Records shown:

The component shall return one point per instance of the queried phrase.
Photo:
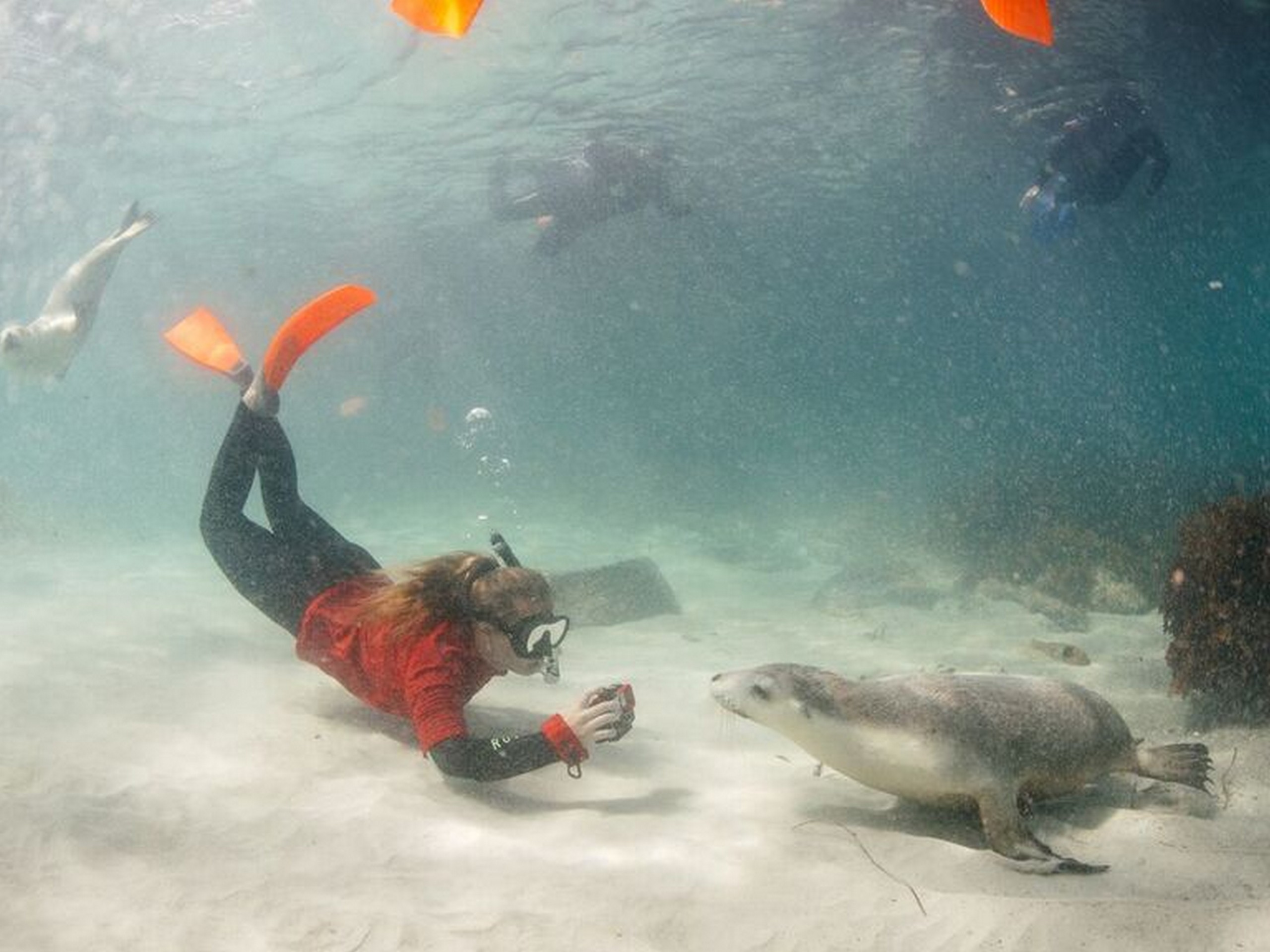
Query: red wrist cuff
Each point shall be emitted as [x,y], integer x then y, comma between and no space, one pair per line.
[563,740]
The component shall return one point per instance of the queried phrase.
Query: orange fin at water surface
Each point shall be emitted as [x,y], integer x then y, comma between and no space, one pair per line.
[303,329]
[448,17]
[1024,18]
[203,339]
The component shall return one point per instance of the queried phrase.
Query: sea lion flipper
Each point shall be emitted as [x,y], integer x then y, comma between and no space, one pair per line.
[1009,835]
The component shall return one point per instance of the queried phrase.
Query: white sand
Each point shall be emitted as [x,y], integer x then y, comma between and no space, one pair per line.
[175,780]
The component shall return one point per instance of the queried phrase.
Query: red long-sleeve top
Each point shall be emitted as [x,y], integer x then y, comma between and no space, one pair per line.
[427,677]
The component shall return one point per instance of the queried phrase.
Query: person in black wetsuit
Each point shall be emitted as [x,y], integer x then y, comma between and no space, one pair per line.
[568,196]
[418,643]
[1092,160]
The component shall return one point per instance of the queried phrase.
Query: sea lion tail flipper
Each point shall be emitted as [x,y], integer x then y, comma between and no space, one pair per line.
[203,339]
[308,325]
[135,221]
[1009,835]
[1180,763]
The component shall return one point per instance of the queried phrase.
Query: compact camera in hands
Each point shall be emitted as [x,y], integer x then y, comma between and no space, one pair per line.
[625,697]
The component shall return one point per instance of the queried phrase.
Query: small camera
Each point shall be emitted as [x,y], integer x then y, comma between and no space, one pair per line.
[625,697]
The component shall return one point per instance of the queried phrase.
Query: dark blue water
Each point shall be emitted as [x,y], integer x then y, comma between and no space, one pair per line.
[854,310]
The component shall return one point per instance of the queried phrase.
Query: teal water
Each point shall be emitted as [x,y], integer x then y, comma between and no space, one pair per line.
[854,309]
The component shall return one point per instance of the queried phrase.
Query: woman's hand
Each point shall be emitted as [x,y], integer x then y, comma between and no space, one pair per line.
[593,721]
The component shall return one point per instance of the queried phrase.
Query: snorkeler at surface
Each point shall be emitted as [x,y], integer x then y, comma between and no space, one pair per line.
[570,196]
[417,647]
[1091,163]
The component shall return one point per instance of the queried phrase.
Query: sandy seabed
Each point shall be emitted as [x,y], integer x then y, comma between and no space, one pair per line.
[173,778]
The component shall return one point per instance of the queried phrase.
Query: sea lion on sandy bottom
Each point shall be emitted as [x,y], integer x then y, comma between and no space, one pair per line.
[46,347]
[958,739]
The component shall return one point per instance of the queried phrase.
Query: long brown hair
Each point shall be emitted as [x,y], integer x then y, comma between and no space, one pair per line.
[460,587]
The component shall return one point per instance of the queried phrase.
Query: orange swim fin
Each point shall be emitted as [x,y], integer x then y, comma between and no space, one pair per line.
[1024,18]
[448,17]
[303,329]
[203,339]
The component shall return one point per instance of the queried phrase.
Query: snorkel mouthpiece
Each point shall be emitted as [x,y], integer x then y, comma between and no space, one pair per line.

Aim of the task:
Set down the entries again without change. Leave the pictures out.

Exercise solution:
The component shall return one point per instance of the queried phrase.
Photo:
Query: red wrist cuff
Each point shall be emitted as [x,y], integer x then y, comma between and no space, one pair per line.
[563,740]
The component shall return one point per instance of the queried phrase.
Query: orange fin at water surface
Each point shall be emitted as [x,y], integer x then y, comma between and no space, one pair per line.
[303,329]
[448,17]
[1024,18]
[203,339]
The component shall return one point per instance of the queried phrase.
Query: sea lion flipper
Each point shall be emitted as [x,y], integer x then y, comma between and no space, one pair per line.
[1009,835]
The component shall return one point per instance of the queried phrase.
Query: white sand
Each point shall be emitted as [x,y], integer x then y, comma between and no space, one pair per line.
[175,780]
The component shall return one point per instance of the queried phrase.
Query: red long-sleeve top
Each point shall be emitted as [x,y], integer x then y, comma between and no space, one pair per line.
[427,677]
The component shall return one point per instance of the queried phrase.
Query: person in black wetsuit
Each point shall be emitted as [x,y], integer x then y, comma between and no space, one pair per line.
[568,196]
[418,643]
[1092,160]
The component shall return one point per instance of the queried phrase.
Query: sea lion tail flipper
Each point shall be emitted as [x,y], integer x then y, comma between and no space, one pair per line.
[203,339]
[308,325]
[135,221]
[1009,835]
[1180,763]
The component shall return one point per instance of the queried phrase.
Query: compact camera in hands
Each point shall be emitted as [x,y], integer x then y, comma between and no space, one pair per line.
[625,697]
The component shall return one point per instance of the queried phrase.
Query: small camera
Each point shall be emitted as [x,y], integer x then y, comma between and no space, one pair per line.
[625,697]
The component shall return one point per instance of the queried phrase.
Query: dark blue water
Each point shall be emitted as [x,y], integer x then y, comma between and no space, one pair per line.
[854,310]
The component shall return one point per instance of the queried phrase.
Query: teal water
Each point shall be emitted as [x,y], integer x then y, comma between and no space, one pair per line.
[854,309]
The component shall return one point per instance of the queried phrase.
Query: woman's hand
Each point shall be emitted as [x,y], integer x then y, comma between and no space, one pair per line.
[593,721]
The component shall return one point per instance of the queried phrase.
Query: snorkeler at surface
Each point shall be emitted as [x,y], integer x then y, comma between and no space, one pair per line.
[570,196]
[417,647]
[1091,163]
The component shall return one point per instance of the queried phrase.
Query: sandy seabed
Each point shall be emitted as [x,y], integer x then y, comma between and no space, one pair per line.
[173,778]
The component shall return one point per instance of the queried phrase.
Query: sea lion on sandy bottom
Each point shall be emitted as [x,y], integer x then y, comma between and no space, one pair per line.
[46,347]
[958,739]
The component shall return one point per instance of the queried phrase.
Query: long brown hair
Each point shall be emitted as [x,y], integer x then y, comma between and no space, one pair per line.
[460,587]
The component shall return one point per instance of the queried phrase.
Query: orange swim fin
Each point shall be emitted as [x,y], integer x then y, comma between and no space, one pair per line.
[1024,18]
[448,17]
[303,329]
[203,339]
The component shall return one point per instance of the queried phrase.
Query: snorkel mouthpiece
Each point shall be emitted as [x,y], integer x then y, comma between and no space, one pair per line.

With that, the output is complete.